Output all the material that follows, exactly as given.
══ Records to process ══
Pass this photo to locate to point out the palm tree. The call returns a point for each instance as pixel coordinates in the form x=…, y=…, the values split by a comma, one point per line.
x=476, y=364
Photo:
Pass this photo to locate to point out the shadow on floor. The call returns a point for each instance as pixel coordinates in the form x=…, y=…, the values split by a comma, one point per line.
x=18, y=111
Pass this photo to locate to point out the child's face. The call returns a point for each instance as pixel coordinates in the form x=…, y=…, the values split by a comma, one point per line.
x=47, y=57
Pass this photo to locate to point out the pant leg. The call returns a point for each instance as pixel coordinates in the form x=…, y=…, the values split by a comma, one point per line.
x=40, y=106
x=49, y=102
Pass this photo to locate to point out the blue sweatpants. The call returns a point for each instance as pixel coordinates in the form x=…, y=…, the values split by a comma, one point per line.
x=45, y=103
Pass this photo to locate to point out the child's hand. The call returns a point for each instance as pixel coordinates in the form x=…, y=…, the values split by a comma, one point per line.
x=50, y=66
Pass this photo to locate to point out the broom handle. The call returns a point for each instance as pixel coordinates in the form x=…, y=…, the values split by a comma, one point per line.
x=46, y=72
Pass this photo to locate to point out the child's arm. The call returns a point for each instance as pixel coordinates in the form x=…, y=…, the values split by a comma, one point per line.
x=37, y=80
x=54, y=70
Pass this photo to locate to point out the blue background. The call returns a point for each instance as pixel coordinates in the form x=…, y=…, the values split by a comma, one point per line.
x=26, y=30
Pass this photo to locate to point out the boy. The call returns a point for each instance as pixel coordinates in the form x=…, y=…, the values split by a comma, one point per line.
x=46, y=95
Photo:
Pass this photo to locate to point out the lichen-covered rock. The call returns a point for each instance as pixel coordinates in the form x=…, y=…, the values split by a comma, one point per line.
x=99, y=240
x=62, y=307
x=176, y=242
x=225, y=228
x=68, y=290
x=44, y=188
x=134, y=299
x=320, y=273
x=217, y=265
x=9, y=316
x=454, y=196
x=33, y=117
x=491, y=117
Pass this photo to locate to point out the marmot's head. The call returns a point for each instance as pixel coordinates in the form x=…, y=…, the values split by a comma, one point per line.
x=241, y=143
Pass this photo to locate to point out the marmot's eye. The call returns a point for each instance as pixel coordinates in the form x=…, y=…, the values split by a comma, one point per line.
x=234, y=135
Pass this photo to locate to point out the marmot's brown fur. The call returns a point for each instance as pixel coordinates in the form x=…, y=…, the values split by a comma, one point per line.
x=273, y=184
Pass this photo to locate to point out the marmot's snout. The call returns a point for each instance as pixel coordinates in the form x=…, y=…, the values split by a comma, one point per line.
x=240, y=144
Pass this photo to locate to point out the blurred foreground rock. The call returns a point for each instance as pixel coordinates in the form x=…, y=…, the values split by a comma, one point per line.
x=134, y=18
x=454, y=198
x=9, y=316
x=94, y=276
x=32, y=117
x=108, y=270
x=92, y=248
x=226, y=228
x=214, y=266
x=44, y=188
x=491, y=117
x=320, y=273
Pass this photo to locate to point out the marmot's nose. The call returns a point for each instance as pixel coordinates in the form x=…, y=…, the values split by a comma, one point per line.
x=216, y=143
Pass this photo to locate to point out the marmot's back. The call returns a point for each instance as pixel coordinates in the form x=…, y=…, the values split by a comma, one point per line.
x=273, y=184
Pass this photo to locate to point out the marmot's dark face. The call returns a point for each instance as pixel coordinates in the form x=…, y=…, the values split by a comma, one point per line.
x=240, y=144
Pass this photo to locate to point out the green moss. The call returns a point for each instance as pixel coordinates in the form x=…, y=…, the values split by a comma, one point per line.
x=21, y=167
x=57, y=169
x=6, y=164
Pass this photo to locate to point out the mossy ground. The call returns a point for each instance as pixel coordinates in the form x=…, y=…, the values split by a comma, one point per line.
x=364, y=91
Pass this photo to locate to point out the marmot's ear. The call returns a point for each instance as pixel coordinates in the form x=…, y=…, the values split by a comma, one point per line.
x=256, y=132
═══
> **In response**
Pass this photo to locate to point out the palm tree. The call returns a point for each instance as pixel coordinates in the form x=…, y=…, the values split by a comma, one point per line.
x=476, y=364
Photo:
Pass this photo to locate to point out the shadow on floor. The call returns a point for each instance as pixel coordinates in the form x=…, y=…, the values split by a comma, one point per line.
x=18, y=111
Pass this photo to locate to point out the child's face. The call returns a point for each instance as pixel coordinates in the form x=…, y=…, the values split by a comma, one point per line.
x=47, y=57
Pass this photo to locate to point out the pant leg. The call returns a point for each instance as pixel coordinates in the form x=…, y=…, the values split by a comma, one point per line.
x=40, y=106
x=49, y=102
Pass this photo to locate to point out the blue sweatpants. The call returns a point for each instance as pixel coordinates in the form x=…, y=…, the values split by a comma, one point per line.
x=45, y=103
Pass this photo to locate to point out the child's hand. The call returns a point for each instance as pixel coordinates in the form x=…, y=…, the values split by a comma, one point per line.
x=50, y=66
Pass this photo to locate to point out the broom handle. The call returns a point for each instance as pixel coordinates in the form x=…, y=…, the values split by a comma, one point per line.
x=46, y=72
Pass this photo to locate to point out the child's arm. The call returns a point for each instance as pixel coordinates in the form x=…, y=…, the values split by a comma, one point per line.
x=37, y=80
x=54, y=70
Pass this photo to locate to point out the blue background. The call returns a point for each instance as pixel coordinates in the form x=…, y=…, the values split by a comma, one point per line.
x=26, y=30
Pass this photo to locate to point out the boy. The call returns a point for each instance as pixel coordinates in the form x=…, y=…, the values split by a comma, one point per line.
x=46, y=95
Photo:
Pass this photo to locate to point out the lichen-covered rock. The call returns a point for each instance as pixel coordinates in the form x=…, y=…, the values split by a comma, one point per line.
x=99, y=240
x=62, y=307
x=176, y=242
x=225, y=228
x=68, y=290
x=44, y=188
x=134, y=299
x=320, y=273
x=217, y=265
x=9, y=316
x=454, y=196
x=33, y=117
x=491, y=117
Pass this photo to locate to point out the marmot's head. The call returns a point for each instance as pixel coordinates in the form x=…, y=…, the values split by a comma, one point per line.
x=241, y=143
Pass this photo to locate to point out the marmot's eye. The call returns a point for each instance as pixel coordinates in the form x=…, y=…, the values split by a comma, one point per line.
x=234, y=135
Pass this photo to locate to point out the marmot's brown fur. The call returns a point for each instance as pixel coordinates in the form x=…, y=…, the values split by a comma, one point per line.
x=273, y=184
Pass this photo to locate to point out the marmot's snout. The call returns a point for each instance as pixel coordinates in the form x=…, y=…, the values split by a comma, one point per line.
x=240, y=144
Pass this photo to locate to point out the blurred foreground rock. The call returns a point for each instance as pixel coordinates in the form x=…, y=…, the values split by a comma, one point per line.
x=134, y=18
x=454, y=198
x=9, y=316
x=94, y=276
x=32, y=117
x=108, y=270
x=92, y=248
x=226, y=228
x=214, y=266
x=44, y=188
x=491, y=117
x=320, y=273
Pass this photo to locate to point out the marmot's nose. The call returns a point for each instance as pixel coordinates in the form x=…, y=…, the values split by a comma, one point per line.
x=216, y=143
Pass this photo to locate to point out the marmot's back. The call returns a point for each instance as pixel coordinates in the form x=…, y=…, the values split by a comma, one point per line.
x=273, y=184
Pass this photo to locate to point out the marmot's dark face. The call returns a point for each instance as pixel coordinates in the form x=…, y=…, the values split by a comma, one point per line.
x=240, y=144
Pass this photo to locate to point out the green moss. The call returns a point for each instance as pixel coordinates in the form x=…, y=…, the values split by a comma, one point per line.
x=21, y=167
x=57, y=169
x=6, y=164
Pass this photo to locate to point out the mossy ground. The call returns a point for each instance as pixel coordinates in the form x=…, y=…, the values split by a comma, one point per line.
x=364, y=91
Pass this photo to locate to point out the marmot's ear. The call returns a point for each instance as pixel coordinates in the form x=…, y=…, the values split by a comma, one point per line.
x=256, y=132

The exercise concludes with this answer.